Task to carry out:
A faithful transcript of every entry is required; pictures do not belong in it.

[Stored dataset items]

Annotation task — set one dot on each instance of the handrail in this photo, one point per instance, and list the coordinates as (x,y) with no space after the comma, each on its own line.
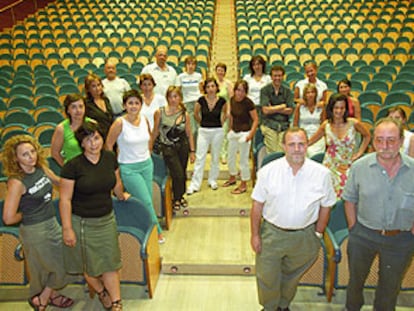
(10,6)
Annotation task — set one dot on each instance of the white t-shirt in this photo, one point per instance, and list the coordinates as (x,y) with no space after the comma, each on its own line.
(293,201)
(320,86)
(114,90)
(190,86)
(148,110)
(163,78)
(133,142)
(255,87)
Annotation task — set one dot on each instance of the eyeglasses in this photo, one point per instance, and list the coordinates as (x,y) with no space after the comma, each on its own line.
(390,141)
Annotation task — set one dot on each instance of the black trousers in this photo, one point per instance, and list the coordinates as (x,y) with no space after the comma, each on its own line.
(176,159)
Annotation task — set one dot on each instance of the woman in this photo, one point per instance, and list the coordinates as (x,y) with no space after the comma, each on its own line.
(243,124)
(88,222)
(257,78)
(209,112)
(132,134)
(309,117)
(190,81)
(226,91)
(176,142)
(97,104)
(339,132)
(408,145)
(151,102)
(29,201)
(64,145)
(311,71)
(354,107)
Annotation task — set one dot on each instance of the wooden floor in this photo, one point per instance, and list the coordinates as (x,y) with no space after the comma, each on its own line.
(204,263)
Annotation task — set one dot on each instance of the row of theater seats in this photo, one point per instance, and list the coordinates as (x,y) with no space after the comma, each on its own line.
(319,30)
(138,241)
(87,32)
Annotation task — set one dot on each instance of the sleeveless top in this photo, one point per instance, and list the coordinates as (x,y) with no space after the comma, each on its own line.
(36,203)
(172,128)
(310,122)
(133,142)
(211,119)
(351,110)
(338,155)
(70,148)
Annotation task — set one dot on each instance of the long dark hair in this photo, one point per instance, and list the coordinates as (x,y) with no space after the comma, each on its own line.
(331,103)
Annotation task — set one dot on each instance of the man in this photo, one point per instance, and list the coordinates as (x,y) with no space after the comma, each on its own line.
(164,75)
(276,101)
(379,208)
(293,195)
(114,88)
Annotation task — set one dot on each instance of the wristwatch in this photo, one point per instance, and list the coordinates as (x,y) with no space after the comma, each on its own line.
(319,234)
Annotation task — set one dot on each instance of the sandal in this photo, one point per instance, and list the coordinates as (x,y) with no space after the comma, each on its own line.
(105,299)
(40,306)
(239,190)
(184,203)
(61,301)
(229,183)
(177,205)
(117,305)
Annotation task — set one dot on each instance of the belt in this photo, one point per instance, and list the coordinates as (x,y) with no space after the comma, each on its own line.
(389,232)
(285,229)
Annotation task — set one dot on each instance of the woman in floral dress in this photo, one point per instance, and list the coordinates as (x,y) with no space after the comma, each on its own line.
(339,131)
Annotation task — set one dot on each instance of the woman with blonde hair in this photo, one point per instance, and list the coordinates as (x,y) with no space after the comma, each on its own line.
(29,202)
(309,117)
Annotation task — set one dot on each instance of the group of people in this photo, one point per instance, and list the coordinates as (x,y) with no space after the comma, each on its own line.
(105,144)
(293,195)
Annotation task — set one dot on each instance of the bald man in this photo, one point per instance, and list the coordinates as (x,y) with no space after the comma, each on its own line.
(114,88)
(164,75)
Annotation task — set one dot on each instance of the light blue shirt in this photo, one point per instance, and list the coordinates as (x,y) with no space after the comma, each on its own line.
(383,203)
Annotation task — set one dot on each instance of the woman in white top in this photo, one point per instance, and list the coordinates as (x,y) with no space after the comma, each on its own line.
(257,78)
(309,117)
(132,134)
(189,81)
(226,91)
(408,145)
(209,112)
(311,71)
(151,102)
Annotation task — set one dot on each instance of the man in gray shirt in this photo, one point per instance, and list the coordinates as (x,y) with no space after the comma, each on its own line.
(379,208)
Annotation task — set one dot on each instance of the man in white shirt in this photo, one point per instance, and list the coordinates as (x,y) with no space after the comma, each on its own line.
(114,88)
(163,74)
(291,207)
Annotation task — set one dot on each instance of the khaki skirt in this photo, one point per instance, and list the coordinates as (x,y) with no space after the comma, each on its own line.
(97,249)
(43,250)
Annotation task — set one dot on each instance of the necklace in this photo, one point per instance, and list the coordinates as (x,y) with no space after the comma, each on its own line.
(211,103)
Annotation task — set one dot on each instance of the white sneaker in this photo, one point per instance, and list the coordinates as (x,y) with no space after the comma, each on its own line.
(191,190)
(213,185)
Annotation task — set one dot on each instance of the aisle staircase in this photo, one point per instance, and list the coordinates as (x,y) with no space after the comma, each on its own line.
(224,45)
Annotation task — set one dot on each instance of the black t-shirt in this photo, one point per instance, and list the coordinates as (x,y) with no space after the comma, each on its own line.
(211,118)
(93,184)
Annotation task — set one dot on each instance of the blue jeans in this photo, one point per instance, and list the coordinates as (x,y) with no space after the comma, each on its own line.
(395,255)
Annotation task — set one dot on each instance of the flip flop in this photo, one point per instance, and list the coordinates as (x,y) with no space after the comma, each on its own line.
(229,183)
(239,190)
(61,301)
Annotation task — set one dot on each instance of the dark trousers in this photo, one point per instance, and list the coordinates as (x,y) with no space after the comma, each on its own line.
(395,255)
(176,158)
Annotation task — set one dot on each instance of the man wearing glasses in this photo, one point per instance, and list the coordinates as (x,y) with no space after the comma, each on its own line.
(379,207)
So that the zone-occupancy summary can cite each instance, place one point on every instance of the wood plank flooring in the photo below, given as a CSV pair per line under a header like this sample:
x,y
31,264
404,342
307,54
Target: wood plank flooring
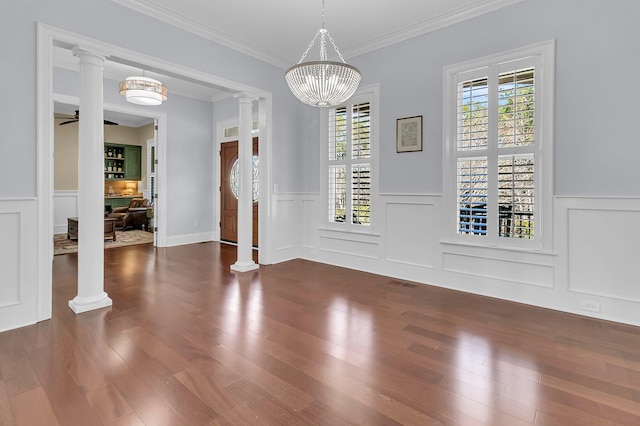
x,y
187,342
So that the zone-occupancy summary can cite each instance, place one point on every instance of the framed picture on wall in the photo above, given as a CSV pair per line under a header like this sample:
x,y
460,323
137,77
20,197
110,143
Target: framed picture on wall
x,y
409,134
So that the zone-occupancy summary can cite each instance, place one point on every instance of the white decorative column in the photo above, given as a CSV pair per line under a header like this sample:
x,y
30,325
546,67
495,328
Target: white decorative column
x,y
244,260
91,294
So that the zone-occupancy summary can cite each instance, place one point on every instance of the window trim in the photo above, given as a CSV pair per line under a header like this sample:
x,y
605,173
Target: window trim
x,y
545,73
366,93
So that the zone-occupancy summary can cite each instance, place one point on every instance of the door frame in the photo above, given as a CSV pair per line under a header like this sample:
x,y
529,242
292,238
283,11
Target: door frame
x,y
47,36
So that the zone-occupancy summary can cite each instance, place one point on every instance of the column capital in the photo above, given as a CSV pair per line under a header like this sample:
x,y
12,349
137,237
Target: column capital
x,y
245,97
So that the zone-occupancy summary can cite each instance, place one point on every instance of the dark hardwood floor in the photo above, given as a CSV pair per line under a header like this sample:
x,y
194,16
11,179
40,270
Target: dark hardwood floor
x,y
187,342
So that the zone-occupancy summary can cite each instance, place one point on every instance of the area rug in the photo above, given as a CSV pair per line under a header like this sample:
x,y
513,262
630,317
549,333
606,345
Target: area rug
x,y
63,245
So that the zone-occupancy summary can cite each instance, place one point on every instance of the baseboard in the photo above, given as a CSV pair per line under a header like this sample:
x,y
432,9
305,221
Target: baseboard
x,y
180,240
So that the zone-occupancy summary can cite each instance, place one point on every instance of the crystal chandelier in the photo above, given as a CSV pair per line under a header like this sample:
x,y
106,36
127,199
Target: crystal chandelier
x,y
323,83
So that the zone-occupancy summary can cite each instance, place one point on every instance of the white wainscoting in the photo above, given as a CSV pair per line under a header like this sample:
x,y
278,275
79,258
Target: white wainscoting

Reply to the task:
Annotation task — set one dot on each instance of the handrail in this photo, one point per instance, and list the coordinates as (x,y) with no space after the comma, each on its own line.
(10,6)
Annotation task — set one dot on each instance of the white t-shirt in this photo, one point per instance, and list the coordinates as (x,y) with no space after the comma, each on its own line.
(293,201)
(320,86)
(114,90)
(190,86)
(148,110)
(163,78)
(133,142)
(255,87)
Annotation task — set one dot on each instance of the eyeglasses in this photo, one point per instance, and list the coordinates as (x,y) with no space after the comma, each on its own line.
(390,141)
Annotation task — set one dot on each instance of the black trousers in this photo, one point per instance, and list the coordinates as (x,y) with no space after the comma, each on its own line.
(176,159)
Annotation task — set one dot on each instance of the woman in this photo, one point per instance, and list the coordinates as (x,y) with no space after the comma, each on its own line.
(243,124)
(88,222)
(257,78)
(209,112)
(132,134)
(309,117)
(190,81)
(226,91)
(176,142)
(97,104)
(339,132)
(408,145)
(151,102)
(29,201)
(64,145)
(311,71)
(354,107)
Annotation task — set one dot on each instance of the wooden floor in this photo, one point per instance, and list the coordinates as (x,y) with no space after the comma, each on its own line.
(204,263)
Annotation task — set one dot on each instance of the row of theater seats in this photo, one point per instance, and list the coordinates as (x,y) with no space after the comma, each on its own line.
(319,30)
(138,241)
(87,32)
Annotation task — set one dot on each instance of the sleeveless top in this photo, one point per instance, and list the coordinates as (x,y) with no space after the comma, each on its own line.
(36,203)
(172,128)
(310,122)
(133,142)
(211,119)
(351,110)
(338,155)
(70,148)
Annotation task — set one dot on each instance of the long dark hair in this photo, one point per instance, and list the coordinates as (x,y) with no space after the comma, each on its own line.
(331,103)
Annotation task — set one dot on each instance of the man in this photo, one point per instance, and list the coordinates as (x,y) with no space after the comma, each on its own line.
(164,75)
(276,101)
(379,208)
(293,195)
(114,88)
Annotation task — set one dot on each instance of the wristwatch in this photo, one point per instance, and list the coordinates as (x,y) with no space after the comma, each on its own line.
(319,234)
Annotation task — set one dot on each instance of the sandal in this photo, one point per instance, and list the coordinates as (x,y) with no space after the comma, each on its own line.
(105,299)
(40,306)
(239,190)
(184,203)
(61,301)
(229,183)
(177,205)
(117,305)
Annotation task — set one dot on each instance of the belt in this photo, one point per instance, and list the coordinates as (x,y) with no space after the comma, each on its own line.
(389,232)
(285,229)
Annotation task — set one dot on each instance of the woman in floral dress in this photo, one point per instance, and list the coordinates as (x,y) with no space after the comma, each on its own line.
(339,131)
Annotation task — set one dot on each instance of the woman with blonde hair in this photo, one point per instance, and list the coordinates as (x,y) with no space after the comma, each on its own line.
(29,202)
(309,117)
Annotation task — set one dot on each instance of the group of people in this photo, one point per instance, and list the coordinates as (x,y) with no space after the comma, each on its own line.
(105,144)
(293,195)
Annotation task — set one dot on each instance of the bald man in this photo, one point per instance, and list the coordinates as (x,y) with no space after the comma, each on its own line.
(114,88)
(164,75)
Annotation task — set one dot on each instance of the light blue shirt in this photo, one point per instance, and list the coordinates as (x,y) with no space after the comma, each on its own line.
(383,203)
Annotation task — set one dot on each instance of the woman in white top in this photo, one point per instance, and list the coordinates as (x,y) with no space after the comma, each on its own line.
(257,78)
(309,117)
(132,134)
(189,81)
(226,91)
(408,145)
(209,112)
(311,71)
(151,102)
Annotation task — set one dot on each instance of the man in gray shirt in this photo, one point per instance, and list the coordinates as (x,y) with no space after the comma, each on its own line.
(379,208)
Annotation task — set one dot on each instance of the man in white shirt in this photo, one point per instance, and list the coordinates as (x,y) with no space after the comma, each on its own line.
(114,88)
(163,74)
(291,207)
Annotation task — set one dot on each instance of the khaki skirt in this photo, one point per instance, and list the coordinates as (x,y) with no space after the comma, each on its own line.
(97,249)
(43,250)
Annotation task — set one dot on each instance of the necklace in this photo, one point per instance, and list the coordinates as (x,y) with no space after the comma, each on its own line.
(211,103)
Annotation task — set one dot on each instance of the white sneaker in this photo, one point per instance, and list the coordinates as (x,y) with no space after the comma, each on its own line.
(191,190)
(213,185)
Annotation task — set one dot on each instance of the aisle staircase in this photo, one point per instance, and list the coordinates as (x,y) with no space after the comma, each on its own line.
(224,45)
Annotation task — set one dot on each instance of the black t-shirt in this photo, one point per instance, and list the coordinates as (x,y) with no space after the comma, each on its own line.
(211,118)
(93,184)
Annotation task — set one dot on each instance of the blue jeans in this photo, one point per instance, and list the coordinates as (x,y) with no space after the comma, each on its own line.
(395,255)
Annotation task — set one dot on each instance of the flip flop in this photo, one point per instance, and list the coordinates as (x,y) with no space after the comma, each on its own line.
(229,183)
(239,190)
(61,301)
Annotation task — set one dot on each instance of the dark trousers in this photo, one point per instance, and list the coordinates as (x,y) with no space after the comma, each on its own line.
(395,255)
(176,158)
Annotation task — set one dot on each instance of the man wearing glasses in this photo, one point per instance, and list the coordinates as (x,y) with no space after the comma, each on its own line.
(379,207)
So that the zone-occupancy summary can cite each instance, place one point on every instance of the wood plank flooring in the photo below, given as a CSV pair per line under a header like this sample:
x,y
31,264
404,342
307,54
Target: wood plank flooring
x,y
187,342
So that the zone-occupancy summary can cite each instance, place one point on every instance of the framed picture on wall in the photo above, given as a CSV pair per line under a header like this sample:
x,y
460,323
137,77
20,197
110,143
Target: framed picture on wall
x,y
409,134
So that the zone-occupancy summary can cite each instance, place one point on every instance of the white decorative column in the photo above, given as a CSV pair per line under a header like this sample:
x,y
30,325
546,67
495,328
Target: white decorative column
x,y
244,260
91,294
So that the zone-occupancy summary can cite each instance, place one point on every instance of the window trim in the photo above, given as a CSV pair per line under a header like this sample:
x,y
605,173
Target: window trim
x,y
545,73
366,93
So that the zone-occupancy summary can cite each instance, place one point on every instance of the door frame in the photo above, given as a CSV pair per line under a header like this sample:
x,y
529,242
292,238
283,11
Target: door frame
x,y
47,36
So that the zone-occupancy summary can cite each instance, place one point on every instance of the column capital in the photo above, given as a CSV pair per line under a header like this sample:
x,y
12,349
137,237
Target: column capital
x,y
245,97
So that the zone-occupancy summary can cite each instance, place one point on every instance of the dark hardwood floor in the photo above, given as a CSV pair per line under a header like this sample:
x,y
194,16
11,179
40,270
Target: dark hardwood floor
x,y
187,342
So that the zone-occupancy summary can cite each instance, place one point on every instance of the area rug in the photo above, given as a CSV pair per line under a header like this sample:
x,y
513,262
630,317
549,333
606,345
Target: area rug
x,y
63,245
So that the zone-occupancy summary can cite each instance, place one point on every instance of the baseboard in the photo above, given as a CSV pair per line under a header like this sample:
x,y
432,9
305,221
Target: baseboard
x,y
180,240
So that the zone-occupancy summary can cite each instance, place one point on every instance of the crystal chandelier in the photo above, given as a CSV pair per line under a header like this sample:
x,y
106,36
127,199
Target: crystal chandelier
x,y
323,83
So that the zone-occupancy summary can cite each instance, place one point on every instance of the white wainscoting in the photo above, given as a CSV pair per line under a header like this sample:
x,y
278,275
79,258
Target: white wainscoting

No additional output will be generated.